Render the stored items below as a numbered list, omitting any blank lines.

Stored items

[Begin]

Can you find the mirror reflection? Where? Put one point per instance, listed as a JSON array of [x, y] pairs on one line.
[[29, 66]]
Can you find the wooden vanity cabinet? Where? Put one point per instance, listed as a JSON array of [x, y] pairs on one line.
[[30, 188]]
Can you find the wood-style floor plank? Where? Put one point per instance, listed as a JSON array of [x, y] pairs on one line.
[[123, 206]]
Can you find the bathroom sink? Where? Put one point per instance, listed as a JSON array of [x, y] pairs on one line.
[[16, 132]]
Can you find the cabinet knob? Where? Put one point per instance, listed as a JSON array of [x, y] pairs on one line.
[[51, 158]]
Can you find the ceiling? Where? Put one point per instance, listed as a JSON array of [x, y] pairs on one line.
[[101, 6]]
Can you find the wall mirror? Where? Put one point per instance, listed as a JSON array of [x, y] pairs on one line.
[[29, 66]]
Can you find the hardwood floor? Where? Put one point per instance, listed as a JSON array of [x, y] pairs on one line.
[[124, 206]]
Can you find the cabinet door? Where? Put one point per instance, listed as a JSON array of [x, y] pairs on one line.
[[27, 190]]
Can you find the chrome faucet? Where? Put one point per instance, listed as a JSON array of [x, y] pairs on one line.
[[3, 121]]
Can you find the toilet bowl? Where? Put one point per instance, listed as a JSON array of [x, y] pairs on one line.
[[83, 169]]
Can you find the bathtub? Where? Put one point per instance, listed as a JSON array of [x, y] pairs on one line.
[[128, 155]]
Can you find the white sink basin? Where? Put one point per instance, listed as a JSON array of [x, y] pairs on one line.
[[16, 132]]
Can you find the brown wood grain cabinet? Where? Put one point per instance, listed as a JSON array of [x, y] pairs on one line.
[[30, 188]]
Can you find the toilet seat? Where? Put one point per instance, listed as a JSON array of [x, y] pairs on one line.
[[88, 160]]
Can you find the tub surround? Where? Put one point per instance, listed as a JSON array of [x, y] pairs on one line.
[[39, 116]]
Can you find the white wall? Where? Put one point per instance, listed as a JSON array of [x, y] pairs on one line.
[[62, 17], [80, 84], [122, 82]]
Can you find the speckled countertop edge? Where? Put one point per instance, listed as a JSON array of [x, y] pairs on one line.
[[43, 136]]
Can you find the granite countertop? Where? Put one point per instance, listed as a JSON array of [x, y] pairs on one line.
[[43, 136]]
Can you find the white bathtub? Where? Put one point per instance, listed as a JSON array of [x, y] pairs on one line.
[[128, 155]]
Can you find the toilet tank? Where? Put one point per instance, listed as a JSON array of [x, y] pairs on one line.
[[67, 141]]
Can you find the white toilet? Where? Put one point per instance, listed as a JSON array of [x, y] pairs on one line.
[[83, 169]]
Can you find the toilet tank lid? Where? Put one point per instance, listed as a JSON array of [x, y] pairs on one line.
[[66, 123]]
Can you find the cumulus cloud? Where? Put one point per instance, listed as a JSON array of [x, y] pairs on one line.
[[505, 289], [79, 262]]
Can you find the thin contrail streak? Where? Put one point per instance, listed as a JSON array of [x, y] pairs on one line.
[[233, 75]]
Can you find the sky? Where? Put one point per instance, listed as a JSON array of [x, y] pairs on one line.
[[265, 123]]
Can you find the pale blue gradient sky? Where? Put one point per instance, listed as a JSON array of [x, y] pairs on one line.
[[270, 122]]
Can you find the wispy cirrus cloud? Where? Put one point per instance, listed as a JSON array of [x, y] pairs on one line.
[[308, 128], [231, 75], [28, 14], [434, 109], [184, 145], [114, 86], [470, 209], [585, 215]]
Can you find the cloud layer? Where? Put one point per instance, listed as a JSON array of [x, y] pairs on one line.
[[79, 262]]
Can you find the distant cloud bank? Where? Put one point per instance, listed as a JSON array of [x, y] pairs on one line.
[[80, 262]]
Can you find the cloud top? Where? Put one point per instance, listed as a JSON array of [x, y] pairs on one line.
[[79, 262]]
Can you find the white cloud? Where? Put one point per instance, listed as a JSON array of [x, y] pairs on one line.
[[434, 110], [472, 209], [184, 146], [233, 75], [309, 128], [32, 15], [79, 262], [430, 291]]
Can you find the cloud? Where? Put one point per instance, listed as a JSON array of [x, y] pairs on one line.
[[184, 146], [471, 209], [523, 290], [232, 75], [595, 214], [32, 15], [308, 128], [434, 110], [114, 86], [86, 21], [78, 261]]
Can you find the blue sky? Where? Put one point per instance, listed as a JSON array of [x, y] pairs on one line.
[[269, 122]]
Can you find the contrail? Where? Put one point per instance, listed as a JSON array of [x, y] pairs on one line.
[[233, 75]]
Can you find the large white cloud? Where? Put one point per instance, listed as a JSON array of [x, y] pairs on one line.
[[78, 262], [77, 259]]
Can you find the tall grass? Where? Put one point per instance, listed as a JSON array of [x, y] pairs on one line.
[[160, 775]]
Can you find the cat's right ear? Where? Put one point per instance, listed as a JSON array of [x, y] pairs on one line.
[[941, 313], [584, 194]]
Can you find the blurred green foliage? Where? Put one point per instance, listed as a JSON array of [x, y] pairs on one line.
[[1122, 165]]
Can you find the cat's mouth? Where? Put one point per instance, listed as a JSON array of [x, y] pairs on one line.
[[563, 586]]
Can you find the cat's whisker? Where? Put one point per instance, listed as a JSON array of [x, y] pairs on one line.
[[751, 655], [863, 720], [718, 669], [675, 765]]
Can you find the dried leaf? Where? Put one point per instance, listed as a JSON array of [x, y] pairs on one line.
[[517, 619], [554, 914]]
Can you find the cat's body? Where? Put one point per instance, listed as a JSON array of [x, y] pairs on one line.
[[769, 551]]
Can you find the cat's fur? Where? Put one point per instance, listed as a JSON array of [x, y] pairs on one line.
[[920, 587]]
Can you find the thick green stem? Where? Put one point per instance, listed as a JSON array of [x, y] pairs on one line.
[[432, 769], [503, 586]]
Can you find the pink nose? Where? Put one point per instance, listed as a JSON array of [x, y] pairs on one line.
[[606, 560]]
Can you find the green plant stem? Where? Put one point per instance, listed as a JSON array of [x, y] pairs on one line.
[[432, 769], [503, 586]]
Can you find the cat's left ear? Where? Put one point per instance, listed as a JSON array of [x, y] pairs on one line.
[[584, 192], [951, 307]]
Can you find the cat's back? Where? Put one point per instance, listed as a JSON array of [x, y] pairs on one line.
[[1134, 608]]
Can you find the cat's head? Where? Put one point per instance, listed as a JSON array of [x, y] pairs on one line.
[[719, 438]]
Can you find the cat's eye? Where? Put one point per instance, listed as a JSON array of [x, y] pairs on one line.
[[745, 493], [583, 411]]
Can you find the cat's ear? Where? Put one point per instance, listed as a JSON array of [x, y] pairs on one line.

[End]

> **TASK RESPONSE**:
1. Can you find the mirror reflection? Where? Put one point per instance, listed as a JSON array of [x, y] pairs on one line.
2. [[29, 66]]
3. Can you find the wooden vanity cabinet? Where? Put one point per instance, listed as a JSON array of [x, y] pairs on one line.
4. [[30, 188]]
5. Can you find the wood-style floor plank? Where? Put one point per instance, listed as a JSON array of [x, y] pairs on one line.
6. [[123, 206]]
7. Can you find the bathroom sink? Where? Put one point per instance, listed as a JSON array of [x, y] pairs on one line.
8. [[16, 132]]
9. Can you find the cabinet knob? Where? Put one point per instance, listed as a JSON array of [x, y] pairs on one line.
10. [[51, 158]]
11. Can you find the ceiling? Where? Put one point per instance, listed as a JSON array of [x, y] pairs on one line.
12. [[101, 6]]
13. Can you find the wall mirror? Where? Put one point per instance, listed as a JSON array of [x, y] pairs on one line.
14. [[29, 66]]
15. Can you find the hardwood floor? Where? Put one point per instance, listed as a JSON array of [x, y] pairs on one line.
16. [[124, 206]]
17. Can you find the cabinet door? Where? Put one point per instance, listed as a JSON array of [x, y] pairs on one line.
18. [[27, 190]]
19. Can you find the chrome faucet? Where? Put one point per instance, listed as a JSON array of [x, y] pairs on one line.
20. [[3, 121]]
21. Can you find the toilet bowl? Where? Put one point per instance, listed as a JSON array of [x, y] pairs on one line.
22. [[83, 169]]
23. Can you find the bathtub? Where? Put one point per instance, listed as a JSON array of [x, y] pairs on one line.
24. [[128, 155]]
25. Can you find the white sink basin? Where? Put one point per instance, listed as a JSON array of [x, y] pairs on one line.
26. [[16, 132]]
27. Can you find the brown wood grain cabinet? Where? Put one point per instance, listed as a JSON array of [x, y] pairs on one line.
28. [[30, 188]]
29. Can you find the toilet seat? Where? Put one point per instance, listed as a JSON array of [x, y] pairs on one line.
30. [[88, 160]]
31. Can you find the tub surround? Where? Put one point per instance, listed as a JSON array of [x, y] pairs on one line.
32. [[39, 116]]
33. Can you find the white wall? Where? Put one point per instance, listed as a JSON array of [x, y] pairs on one line.
34. [[62, 17], [80, 84], [122, 82]]
35. Can you find the speckled countertop edge? Where? Put one point per instance, listed as a JSON array of [x, y] pairs on one line.
36. [[43, 136]]
37. Can you find the granite countertop? Where? Put one point per instance, listed as a JSON array of [x, y] pairs on one line.
38. [[43, 136]]
39. Can you find the white bathtub? Where? Put one point per instance, listed as a JSON array of [x, y] pairs on one line.
40. [[128, 155]]
41. Can you find the toilet tank? Where? Put one point per instance, listed as a JSON array of [x, y] pairs on one line.
42. [[67, 141]]
43. Can you find the white toilet? Where? Put one point per instance, listed as a JSON array of [x, y] pairs on one line.
44. [[83, 169]]
45. Can you find the toilet tank lid? Where? Put one point per instance, listed as a JSON array of [x, y] pairs on one line.
46. [[66, 123]]
47. Can you find the cumulus cloud? Where? Put one point per instance, listed as a JSON array of [x, y] pairs on one line.
48. [[505, 289], [79, 262]]
49. Can you find the thin contrail streak? Where? Put one point per instance, listed as a JSON array of [x, y] pairs on one line.
50. [[233, 75]]
51. Can you find the sky? Where? Put one point per instance, listed as a JSON array of [x, y] pairs on one line.
52. [[265, 123]]
53. Can you find the pale blue gradient sky? Where? Put one point per instance, listed as a JSON array of [x, y] pairs on one line.
54. [[270, 122]]
55. Can you find the wispy cirrus cloud? Where? Put one point per instance, listed as a JSON array of [x, y] pairs on one line.
56. [[308, 128], [231, 75], [28, 14], [434, 109], [184, 145], [114, 86], [470, 209], [585, 215]]
57. Can you find the cloud layer? Where? Put one point per instance, listed as a JSON array of [x, y] pairs on one line.
58. [[79, 262]]
59. Can you find the distant cloud bank? Where? Put one point per instance, listed as a JSON array of [x, y] pairs on one line.
60. [[80, 262]]
61. Can you find the cloud top? Where? Put one point per instance, listed as a JSON array of [x, y] pairs on one line.
62. [[79, 262]]
63. Can you find the white cloud? Where? Put one point per instance, listed as a JSON array of [x, y] pairs on one line.
64. [[434, 110], [472, 209], [184, 146], [233, 75], [309, 128], [32, 15], [79, 262], [430, 291]]
65. Can you find the cloud? Where? Put one point per instance, listed as a JSON array of [x, y] pairs on one line.
66. [[184, 146], [471, 209], [523, 290], [232, 75], [595, 214], [32, 15], [308, 128], [434, 110], [114, 86], [86, 21], [78, 261]]
67. Can you find the blue sky? Where? Put one point per instance, listed as a JSON array of [x, y] pairs on one line.
68. [[269, 122]]
69. Can you find the contrail? Where? Put one point per instance, listed as a JSON array of [x, y] pairs on one line.
70. [[233, 75]]
71. Can you find the large white cloud? Where? Put one point per instance, listed as a JSON array of [x, y] pairs on one line.
72. [[78, 262], [77, 259]]
73. Can you find the tall grass? Where? Put one point per instance, listed as a JSON array of [x, y] pairs on one line.
74. [[160, 775]]
75. Can you find the cat's right ear? Where? Put one point per instance, listed as a JSON array of [x, y] pairs on one line.
76. [[941, 313], [584, 194]]
77. Can you find the blurred green foliage? Where? Put one point per instance, listed as a JSON array of [x, y] pairs on one line.
78. [[1122, 165]]
79. Can you find the cat's mouth? Where? Put one point per instance, listed as a JSON array of [x, y] pairs on one line.
80. [[563, 586]]
81. Can you find the cat's whisker? Where? Put one point per instance, listed as a JSON array of [x, y] pairs on one line.
82. [[751, 655], [863, 720], [718, 669], [675, 765]]
83. Can you find the dried leaf? Where? Put one point per instance, listed as a JSON array of [x, y] pairs on one line.
84. [[517, 619], [554, 914]]
85. Can you find the cat's body? Where? Put one point per instance, listed as a JSON array of [x, y] pairs on one line.
86. [[769, 551]]
87. Can you find the cat's fur? Where? Put one point per instance, listed as a JSON array of [x, y] pairs on one line.
88. [[920, 587]]
89. Can you find the thick green stem? Where? Put one point per instance, listed as a JSON array of [x, y] pairs on one line.
90. [[432, 769], [503, 586]]
91. Can you find the pink nose? Where? Put one point per instance, listed as a JSON array of [x, y] pairs on one line.
92. [[606, 560]]
93. Can you find the green plant stem? Where? Put one point per instance, listed as a JSON array of [x, y] pairs on one line.
94. [[432, 769], [503, 586]]
95. Can you find the cat's left ear? Where? Put one point per instance, listed as a JSON array of [x, y] pairs on one line.
96. [[584, 192], [951, 307]]
97. Can you find the cat's back? Where? Put one point per instance, listed as a JSON array of [x, y] pairs on one line.
98. [[1134, 608]]
99. Can you find the cat's head? Where? Put one point per instance, listed as a JSON array of [x, y] pairs on one line.
100. [[719, 438]]
101. Can you find the cat's eye? Where? Put one point per instance, listed as a JSON array of [x, y] pairs on one line.
102. [[745, 493], [583, 411]]
103. Can you find the cat's ear? Where? Put one point per instance, listed as a JSON array of [x, y] pairs on one line.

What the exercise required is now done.